(Dataset rows on where objects appear)
[BEGIN]

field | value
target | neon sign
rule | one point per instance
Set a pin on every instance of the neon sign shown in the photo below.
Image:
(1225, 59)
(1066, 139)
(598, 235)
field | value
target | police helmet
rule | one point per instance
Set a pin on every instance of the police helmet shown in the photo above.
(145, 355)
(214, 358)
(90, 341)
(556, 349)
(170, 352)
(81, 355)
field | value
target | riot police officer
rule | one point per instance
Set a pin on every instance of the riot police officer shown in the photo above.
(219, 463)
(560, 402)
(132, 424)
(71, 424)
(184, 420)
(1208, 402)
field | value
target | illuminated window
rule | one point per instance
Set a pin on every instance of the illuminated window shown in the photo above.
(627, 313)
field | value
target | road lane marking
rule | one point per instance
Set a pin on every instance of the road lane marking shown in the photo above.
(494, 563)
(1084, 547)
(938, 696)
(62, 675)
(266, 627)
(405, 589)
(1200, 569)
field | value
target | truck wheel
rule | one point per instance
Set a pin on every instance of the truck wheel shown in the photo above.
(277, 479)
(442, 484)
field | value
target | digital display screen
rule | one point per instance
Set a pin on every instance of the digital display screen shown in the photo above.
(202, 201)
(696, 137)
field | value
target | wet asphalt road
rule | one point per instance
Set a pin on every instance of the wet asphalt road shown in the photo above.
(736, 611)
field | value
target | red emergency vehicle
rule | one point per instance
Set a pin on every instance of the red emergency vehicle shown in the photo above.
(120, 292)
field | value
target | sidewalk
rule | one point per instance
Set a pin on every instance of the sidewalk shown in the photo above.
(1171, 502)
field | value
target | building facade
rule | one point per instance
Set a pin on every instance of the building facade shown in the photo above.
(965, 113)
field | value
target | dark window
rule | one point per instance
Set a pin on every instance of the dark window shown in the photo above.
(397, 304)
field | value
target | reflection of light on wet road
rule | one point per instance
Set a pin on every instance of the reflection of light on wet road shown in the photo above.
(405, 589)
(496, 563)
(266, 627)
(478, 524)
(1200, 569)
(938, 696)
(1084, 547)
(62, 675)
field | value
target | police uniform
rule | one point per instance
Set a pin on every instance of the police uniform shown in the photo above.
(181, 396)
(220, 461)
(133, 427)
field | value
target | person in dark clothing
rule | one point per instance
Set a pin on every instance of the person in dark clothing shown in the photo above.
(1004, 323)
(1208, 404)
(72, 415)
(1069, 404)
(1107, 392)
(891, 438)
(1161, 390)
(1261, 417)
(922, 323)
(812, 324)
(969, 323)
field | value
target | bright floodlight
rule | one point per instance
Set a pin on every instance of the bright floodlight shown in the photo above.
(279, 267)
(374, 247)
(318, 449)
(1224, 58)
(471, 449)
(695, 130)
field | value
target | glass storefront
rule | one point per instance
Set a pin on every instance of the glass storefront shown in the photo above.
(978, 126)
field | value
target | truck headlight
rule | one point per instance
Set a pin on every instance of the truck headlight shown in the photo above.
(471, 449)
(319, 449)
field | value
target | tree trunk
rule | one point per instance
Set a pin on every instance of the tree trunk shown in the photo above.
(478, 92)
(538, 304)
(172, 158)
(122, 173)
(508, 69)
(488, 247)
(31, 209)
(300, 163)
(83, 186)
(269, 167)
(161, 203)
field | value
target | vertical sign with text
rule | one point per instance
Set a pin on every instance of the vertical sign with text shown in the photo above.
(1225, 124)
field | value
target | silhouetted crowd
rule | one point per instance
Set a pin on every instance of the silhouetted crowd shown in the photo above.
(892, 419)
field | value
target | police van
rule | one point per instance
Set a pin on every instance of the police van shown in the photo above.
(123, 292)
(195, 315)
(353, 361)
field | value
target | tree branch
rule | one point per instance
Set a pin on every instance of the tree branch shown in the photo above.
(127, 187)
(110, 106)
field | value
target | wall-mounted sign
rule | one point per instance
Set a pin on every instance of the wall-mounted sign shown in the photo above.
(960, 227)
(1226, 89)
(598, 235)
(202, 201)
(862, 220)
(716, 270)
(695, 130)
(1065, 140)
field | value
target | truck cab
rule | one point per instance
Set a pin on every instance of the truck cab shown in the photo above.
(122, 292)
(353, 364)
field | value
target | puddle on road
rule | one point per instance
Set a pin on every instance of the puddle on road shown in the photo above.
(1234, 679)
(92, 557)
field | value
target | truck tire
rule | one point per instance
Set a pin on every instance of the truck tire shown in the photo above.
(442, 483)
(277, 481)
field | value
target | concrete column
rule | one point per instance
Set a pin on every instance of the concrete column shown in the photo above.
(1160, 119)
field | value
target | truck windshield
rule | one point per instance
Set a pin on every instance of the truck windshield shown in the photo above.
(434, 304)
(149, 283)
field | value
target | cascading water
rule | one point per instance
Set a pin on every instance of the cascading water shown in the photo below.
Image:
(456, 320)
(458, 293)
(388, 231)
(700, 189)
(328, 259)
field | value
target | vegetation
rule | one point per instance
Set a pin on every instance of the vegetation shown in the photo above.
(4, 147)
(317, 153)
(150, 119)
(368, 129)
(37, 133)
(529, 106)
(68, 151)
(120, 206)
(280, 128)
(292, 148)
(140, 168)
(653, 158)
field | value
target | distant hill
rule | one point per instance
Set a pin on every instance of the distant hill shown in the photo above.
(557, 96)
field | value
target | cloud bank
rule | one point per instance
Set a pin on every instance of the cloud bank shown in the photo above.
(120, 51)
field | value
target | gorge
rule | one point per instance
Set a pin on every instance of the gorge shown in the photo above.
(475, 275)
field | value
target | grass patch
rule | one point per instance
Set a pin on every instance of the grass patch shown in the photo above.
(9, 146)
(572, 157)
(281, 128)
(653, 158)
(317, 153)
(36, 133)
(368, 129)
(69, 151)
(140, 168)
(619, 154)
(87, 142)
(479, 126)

[END]

(What to produce): Reproduce all of the material above word for word.

(The reply):
field | value
target | neon sign
rule | one point per instance
Set a pin on every instance of the neon sign shown in the photo below.
Image:
(1225, 59)
(1066, 139)
(598, 235)
field | value
target | police helmet
rule | one point per instance
Set a pin on every instance of the police helmet shown in the photo above.
(145, 355)
(214, 358)
(90, 341)
(556, 349)
(170, 352)
(81, 355)
field | value
target | riot police officer
rule | one point per instance
Set a pin on every instance of the riot police officer shown in the photo above.
(219, 463)
(560, 402)
(132, 424)
(71, 424)
(184, 420)
(1208, 402)
field | value
target | illuminated window
rule | one point per instance
Set a pin on every instance of the illuminated window shown in the photo above.
(627, 313)
field | value
target | road lane marking
rule | one point per instance
Set a pin on every instance of the road lane marking shown in the photo above.
(494, 563)
(1084, 547)
(938, 696)
(62, 675)
(266, 627)
(405, 589)
(1200, 569)
field | value
target | truck wheel
rule | one point per instance
Set a pin on every instance of the truck wheel shown in the photo above.
(277, 479)
(442, 484)
field | value
target | digital display screen
rule | one point per instance
Set a pin on every instance of the digital display screen shown in the photo above.
(202, 201)
(696, 137)
field | value
target | wet asphalt road
rule | one point per instance
Set a pin on every instance of the wet asphalt road shown in the photo above.
(736, 611)
field | value
target | red emergency vehicle
rule | one point per instance
Set a pin on every instance of the red emergency vehicle shown in the photo above.
(120, 292)
field | value
target | sidewalk
rule | one point per instance
Set a pin on every instance of the sidewalk shown in the photo above.
(1171, 502)
field | value
target | building facade
rule | one point per instance
Set a pin on every instance of the building facade shown in the photo above.
(965, 113)
field | value
target | dark window
rule | one point per instance
Set a pin on every instance of the dark window shown in the photo above.
(397, 304)
field | value
target | reflection of light on wet road
rule | one point per instance
Set a pin on every instance of the reflection of light on wet road shown in the photo above.
(405, 589)
(496, 563)
(266, 627)
(478, 524)
(1200, 569)
(938, 696)
(1084, 547)
(62, 675)
field | value
target | police uniform
rule | one point per instance
Set a pin on every instance of the police uniform shown in the photo above.
(181, 396)
(220, 461)
(133, 427)
field | value
target | person in dark clothing
rule | one point per instance
Set a pin on every instance of the person in dark clothing shown in the photo above.
(1004, 323)
(1208, 404)
(72, 415)
(1069, 404)
(1107, 392)
(891, 438)
(1161, 390)
(1261, 417)
(922, 323)
(812, 324)
(969, 323)
field | value
target | bright floodlight
rule | one point per instance
Set a pin on every instance of the bright floodlight shown in the photo above.
(279, 267)
(374, 247)
(318, 449)
(1224, 58)
(471, 449)
(695, 130)
field | value
target | glass storefront
rule | one point per instance
Set a pin on every instance of the glass storefront shown in the photo above.
(978, 126)
field | value
target | truck headlight
rule | one point per instance
Set a pin on every instance of the truck headlight shown in the photo above.
(471, 449)
(319, 449)
field | value
target | tree trunk
rule | one point per instance
Set a pin on every instance of the tree trunk shown in the photo above.
(478, 92)
(538, 304)
(172, 158)
(122, 173)
(508, 69)
(488, 247)
(31, 209)
(300, 163)
(83, 186)
(269, 167)
(161, 203)
field | value
target | vertical sign with text
rule | one point per instance
Set a pin on every instance of the vertical sign with text shown in the photo above.
(1225, 124)
field | value
target | silhouetted crowd
rule | one point per instance
Set a pin on every instance of the silhouetted crowd shown in the photo above.
(892, 419)
field | value
target | police van
rule | one point per instance
Set a pin on every instance of the police van shown in the photo above.
(123, 292)
(195, 315)
(353, 361)
field | value
target | tree branch
rule | one point per instance
Set a pin on every instance of the tree branch shown in the photo above.
(127, 187)
(110, 106)
field | value
target | wall-mounted sign
rule | one point per instance
Set a pin on every instance of the wall-mounted sign shown in the photo above.
(960, 227)
(1226, 89)
(598, 235)
(202, 201)
(862, 220)
(716, 270)
(695, 130)
(1065, 140)
field | value
target | truck cab
rule | one point per instance
Set a pin on every instance of the truck cab shown in the photo above.
(122, 292)
(353, 364)
field | value
target | puddle on road
rule | one point per instance
Set a pin on every instance of the puddle on road shown in the photo above.
(1234, 679)
(92, 557)
field | value
target | truck tire
rule | one point per instance
Set a pin on every instance of the truck tire shown in the photo above.
(442, 483)
(277, 481)
field | value
target | concrete column
rule | one point per instance
Set a pin on every instance of the concrete column shown in the photo above.
(1160, 119)
field | value
target | truck windshield
rule | one point per instance
Set a pin on every instance of the truck windshield shown in the photo above.
(434, 304)
(149, 283)
field | value
target | cascading water
rule | one point per instance
Set a pin on every instance of the cascading water shown in the photo below.
Image:
(456, 320)
(458, 293)
(388, 231)
(700, 189)
(328, 259)
field | value
target | vegetation
rule | one point per instance
Set a pin on every instance of the vegetation shown in the photo above.
(4, 147)
(317, 153)
(150, 119)
(368, 129)
(37, 133)
(529, 106)
(68, 151)
(120, 206)
(280, 128)
(292, 148)
(140, 168)
(653, 158)
field | value
target | distant hill
rule | one point per instance
Set a pin on every instance of the distant hill shown in the photo above.
(557, 96)
field | value
target | cloud bank
rule | one point per instance
Set a pin on every instance of the cloud bank shown in the photo above.
(120, 51)
field | value
target | gorge
rule | one point per instance
Set a pin on every instance of the gorge shown in the photo above.
(475, 275)
field | value
target | grass patch
rule | one point per instance
Set a pin on every instance of the grass patch shown in the photo above.
(9, 146)
(572, 157)
(281, 128)
(653, 158)
(317, 153)
(36, 133)
(368, 129)
(69, 151)
(140, 168)
(619, 154)
(87, 142)
(479, 126)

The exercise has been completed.